[Some records]

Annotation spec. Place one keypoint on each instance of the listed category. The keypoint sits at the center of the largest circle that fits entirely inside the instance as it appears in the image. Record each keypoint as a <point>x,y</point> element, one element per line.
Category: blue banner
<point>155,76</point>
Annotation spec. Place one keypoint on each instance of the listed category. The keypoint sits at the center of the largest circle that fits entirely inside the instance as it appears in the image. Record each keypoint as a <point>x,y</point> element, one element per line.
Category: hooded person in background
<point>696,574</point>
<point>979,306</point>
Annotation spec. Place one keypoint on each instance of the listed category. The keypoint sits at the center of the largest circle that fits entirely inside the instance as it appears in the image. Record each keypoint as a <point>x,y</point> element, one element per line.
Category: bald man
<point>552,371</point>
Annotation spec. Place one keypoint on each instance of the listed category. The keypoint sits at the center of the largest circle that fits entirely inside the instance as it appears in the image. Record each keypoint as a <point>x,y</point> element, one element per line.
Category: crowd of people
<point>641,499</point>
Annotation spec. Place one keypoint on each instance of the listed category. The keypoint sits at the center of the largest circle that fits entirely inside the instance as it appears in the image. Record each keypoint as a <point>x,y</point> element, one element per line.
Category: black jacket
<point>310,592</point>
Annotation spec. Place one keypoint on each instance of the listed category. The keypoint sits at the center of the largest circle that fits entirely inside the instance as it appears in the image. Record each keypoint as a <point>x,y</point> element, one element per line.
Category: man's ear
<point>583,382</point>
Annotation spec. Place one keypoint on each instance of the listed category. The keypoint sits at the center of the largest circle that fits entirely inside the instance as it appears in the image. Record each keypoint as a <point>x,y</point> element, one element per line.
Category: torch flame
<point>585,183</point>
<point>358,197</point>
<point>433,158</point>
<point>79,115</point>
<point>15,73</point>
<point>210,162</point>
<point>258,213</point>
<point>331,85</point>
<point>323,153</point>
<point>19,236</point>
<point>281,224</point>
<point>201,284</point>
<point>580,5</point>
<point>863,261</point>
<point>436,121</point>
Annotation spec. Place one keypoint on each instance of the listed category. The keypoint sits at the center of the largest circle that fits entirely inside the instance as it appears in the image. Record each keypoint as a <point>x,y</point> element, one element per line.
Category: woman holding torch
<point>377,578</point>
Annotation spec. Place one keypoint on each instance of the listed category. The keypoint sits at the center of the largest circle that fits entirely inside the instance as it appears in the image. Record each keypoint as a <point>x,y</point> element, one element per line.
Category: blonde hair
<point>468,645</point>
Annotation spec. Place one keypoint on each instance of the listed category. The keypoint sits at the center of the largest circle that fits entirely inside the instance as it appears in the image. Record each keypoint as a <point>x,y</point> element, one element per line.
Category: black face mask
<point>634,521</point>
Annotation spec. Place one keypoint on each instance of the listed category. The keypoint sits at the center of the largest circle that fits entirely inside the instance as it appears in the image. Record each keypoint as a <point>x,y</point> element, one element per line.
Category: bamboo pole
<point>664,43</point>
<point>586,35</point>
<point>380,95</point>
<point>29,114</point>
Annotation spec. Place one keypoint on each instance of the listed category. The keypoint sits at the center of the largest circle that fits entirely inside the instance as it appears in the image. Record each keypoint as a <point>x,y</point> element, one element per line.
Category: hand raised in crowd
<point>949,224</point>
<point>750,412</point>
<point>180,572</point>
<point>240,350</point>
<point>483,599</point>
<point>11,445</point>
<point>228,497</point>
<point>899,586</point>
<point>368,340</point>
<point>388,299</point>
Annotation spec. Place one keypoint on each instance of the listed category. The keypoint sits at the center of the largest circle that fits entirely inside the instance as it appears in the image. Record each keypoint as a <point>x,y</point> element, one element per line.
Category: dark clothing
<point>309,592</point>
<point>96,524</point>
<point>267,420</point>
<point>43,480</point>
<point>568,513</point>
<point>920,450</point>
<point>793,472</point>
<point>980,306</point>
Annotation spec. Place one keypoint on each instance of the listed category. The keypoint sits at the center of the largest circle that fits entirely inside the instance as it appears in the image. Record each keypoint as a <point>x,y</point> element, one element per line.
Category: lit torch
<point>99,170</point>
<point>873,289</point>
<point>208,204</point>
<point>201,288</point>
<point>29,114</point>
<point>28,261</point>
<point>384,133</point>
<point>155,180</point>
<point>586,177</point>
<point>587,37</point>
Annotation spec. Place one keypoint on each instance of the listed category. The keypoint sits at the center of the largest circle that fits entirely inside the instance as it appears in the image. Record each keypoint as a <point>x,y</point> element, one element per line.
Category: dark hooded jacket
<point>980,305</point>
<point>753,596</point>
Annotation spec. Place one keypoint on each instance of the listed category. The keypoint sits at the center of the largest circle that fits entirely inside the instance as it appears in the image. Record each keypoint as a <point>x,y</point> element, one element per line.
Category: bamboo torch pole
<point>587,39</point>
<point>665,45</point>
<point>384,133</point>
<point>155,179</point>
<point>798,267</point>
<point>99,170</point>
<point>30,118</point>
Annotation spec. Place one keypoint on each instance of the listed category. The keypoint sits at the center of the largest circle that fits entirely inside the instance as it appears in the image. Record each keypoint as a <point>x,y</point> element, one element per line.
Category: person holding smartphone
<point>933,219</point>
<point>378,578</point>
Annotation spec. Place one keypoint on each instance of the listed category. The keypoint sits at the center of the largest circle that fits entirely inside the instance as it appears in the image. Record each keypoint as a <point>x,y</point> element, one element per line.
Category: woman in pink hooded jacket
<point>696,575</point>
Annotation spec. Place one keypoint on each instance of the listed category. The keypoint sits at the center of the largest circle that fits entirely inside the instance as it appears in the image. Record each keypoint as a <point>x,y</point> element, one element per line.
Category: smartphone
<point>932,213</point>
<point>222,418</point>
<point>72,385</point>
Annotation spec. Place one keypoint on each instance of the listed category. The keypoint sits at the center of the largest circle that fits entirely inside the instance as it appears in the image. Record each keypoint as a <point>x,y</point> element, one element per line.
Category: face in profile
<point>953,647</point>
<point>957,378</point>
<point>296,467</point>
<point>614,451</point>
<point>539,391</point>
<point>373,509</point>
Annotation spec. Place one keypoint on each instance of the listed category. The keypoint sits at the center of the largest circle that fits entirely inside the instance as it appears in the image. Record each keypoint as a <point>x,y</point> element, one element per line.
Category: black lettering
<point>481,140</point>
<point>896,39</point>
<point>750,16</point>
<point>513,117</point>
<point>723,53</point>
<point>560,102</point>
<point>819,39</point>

WHAT THE EXERCISE ASKS.
Rewrite all of the material above with every "keypoint" changed to "marker" and nothing else altered.

OUTPUT.
Annotation spec. Place one marker on each instance of the listed category. The marker sits at the center of the largest circle that fits entirely inside the instance as it appears in the image. Record each marker as a <point>x,y</point> element, one element per line.
Category: blue banner
<point>155,76</point>
Annotation spec. Place one marker on each instance of the listed category. The marker sits at the center of the largest circle that fits entirely inside the instance as it appears in the image. Record each marker as a <point>x,y</point> element, one element per line.
Category: hooded person in background
<point>696,574</point>
<point>979,306</point>
Annotation spec. Place one marker on each instance of the listed category. The marker sits at the center of the largest circle that fits entirely inside the instance as it appears in the image. Record each marker as a <point>x,y</point> element, one element per line.
Category: bald man
<point>552,371</point>
Annotation spec. Place one marker on each instance of the listed category. The marker sits at the center of the largest circle that fits entirely inside the instance as it appears in the image. Record each marker as a <point>x,y</point> element, one element per line.
Category: crowd of people
<point>641,499</point>
Annotation spec. Place one marker on each instance of the listed category. The marker sits at the center of the largest circle that fits entirely inside the instance as it appears in the image. Record each marker as a <point>x,y</point> element, one element per line.
Category: black jacket
<point>310,592</point>
Annotation spec. Place one marker on each instance of the listed category. The marker sits at the center of the largest circle that fits entirely inside the instance as it appears in the image. Record each marker as a <point>x,y</point> element, one element per line.
Category: man's ear
<point>583,382</point>
Annotation spec. Place one marker on each instance of the listed category. The marker sits at the center of the largest circle that fits entirely inside the instance as it appears in the image. Record each marker as a <point>x,y</point> element, one element per line.
Category: torch flame
<point>585,183</point>
<point>358,197</point>
<point>433,158</point>
<point>79,115</point>
<point>15,73</point>
<point>210,162</point>
<point>258,213</point>
<point>331,85</point>
<point>323,153</point>
<point>19,236</point>
<point>281,224</point>
<point>201,284</point>
<point>580,5</point>
<point>863,261</point>
<point>436,121</point>
Annotation spec. Place one marker on each instance of the listed category. The marker sits at the center of the largest circle that fits entirely inside the instance as it appears in the image. Record each marker as a <point>x,y</point> element, one element per line.
Category: woman holding torch
<point>377,578</point>
Annotation spec. Place one marker on each instance of the listed category. The marker sits at the center of the largest circle that fits entirely inside the instance as it appears in the image. Record each marker as a <point>x,y</point> element, one element per line.
Category: blonde hair
<point>468,645</point>
Annotation spec. Place one marker on each instance of the listed category. The marker sits at the center of the largest circle that fits entirely inside the instance as it appears in the image. Record each marker as a <point>x,y</point> element, one element per line.
Category: black face mask
<point>634,521</point>
Annotation spec. Place one marker on each instance of the listed category. The marker sits at the center of the largest circle that fits entirely inside the instance as it appears in the image. Record each marker as a <point>x,y</point> element, one element per line.
Category: bamboo pole
<point>664,43</point>
<point>586,35</point>
<point>380,95</point>
<point>29,114</point>
Annotation spec. Place one marker on each instance of the listed category. The marker sits at the center of the largest circle that fits entirely inside the instance as it appears in the image. Record each marker as a <point>x,y</point> element, one element per line.
Category: hand raised in crowd
<point>949,224</point>
<point>750,412</point>
<point>180,572</point>
<point>240,350</point>
<point>483,599</point>
<point>11,445</point>
<point>228,497</point>
<point>899,586</point>
<point>368,340</point>
<point>388,299</point>
Annotation spec. Place one marker on each instance of the listed category. The marker sits at the center of the largest circle that fits entirely inside the instance as it appears in the image. Record each marker as a <point>x,y</point> element, one element per line.
Category: dark clothing
<point>309,592</point>
<point>96,524</point>
<point>267,420</point>
<point>43,480</point>
<point>568,513</point>
<point>920,450</point>
<point>793,472</point>
<point>980,306</point>
Annotation spec. Place one marker on each instance of the listed category. The marker sits at the center of the largest circle that fits entirely inside the instance as it appears in the image. Record each marker as a <point>x,y</point> element, one element per line.
Category: lit torch
<point>99,170</point>
<point>873,289</point>
<point>208,204</point>
<point>201,288</point>
<point>29,114</point>
<point>28,261</point>
<point>384,133</point>
<point>155,180</point>
<point>586,177</point>
<point>587,37</point>
Annotation spec. Place one marker on each instance of the listed category. The marker sits at the center of the largest circle that fits entirely inside the instance as it appears in the image. Record each marker as a <point>x,y</point> element, one element per line.
Category: dark hooded jacket
<point>980,305</point>
<point>753,596</point>
Annotation spec. Place one marker on each instance of the listed category. The marker sits at the center of the largest circle that fits entirely inside the instance as it appears in the image. Record each marker as a <point>x,y</point> element, one element per line.
Category: bamboo torch pole
<point>587,39</point>
<point>665,45</point>
<point>384,133</point>
<point>155,179</point>
<point>798,267</point>
<point>99,170</point>
<point>30,118</point>
Annotation spec. Place one marker on each instance of the listed category. The marker sits at the center of the largest circle that fits entirely inside the instance as it appears in the image. Record each marker as a <point>x,y</point> element, one element per line.
Category: person holding smartphone
<point>933,219</point>
<point>378,578</point>
Annotation spec. Place one marker on each instance of the listed category. The marker sits at the center of the largest circle that fits entirely inside the instance as it appears in the image. Record each marker as a <point>x,y</point> element, one element per line.
Category: woman in pink hooded jacket
<point>696,575</point>
Annotation spec. Place one marker on each instance of the listed category. The marker sits at the center of the largest circle that fits entirely inside the instance as it appears in the image. Record each marker as a <point>x,y</point> element, one element per line.
Category: smartphone
<point>932,213</point>
<point>222,418</point>
<point>72,385</point>
Annotation spec. Place one marker on each instance of the listed category. The marker sits at the center of the largest circle that fits entirely inside the instance as it appears in the image. Record each marker as a <point>x,y</point> element, one element per line.
Category: face in profile
<point>953,647</point>
<point>957,378</point>
<point>296,467</point>
<point>614,451</point>
<point>539,391</point>
<point>373,509</point>
Annotation spec. Place one marker on each instance of the listed category. The marker sits at the center of the largest circle that fits entirely inside the instance as it appears in the image. Record each marker as a <point>x,y</point> element, one element per line.
Category: black lettering
<point>481,140</point>
<point>896,39</point>
<point>750,16</point>
<point>513,117</point>
<point>723,53</point>
<point>560,102</point>
<point>819,39</point>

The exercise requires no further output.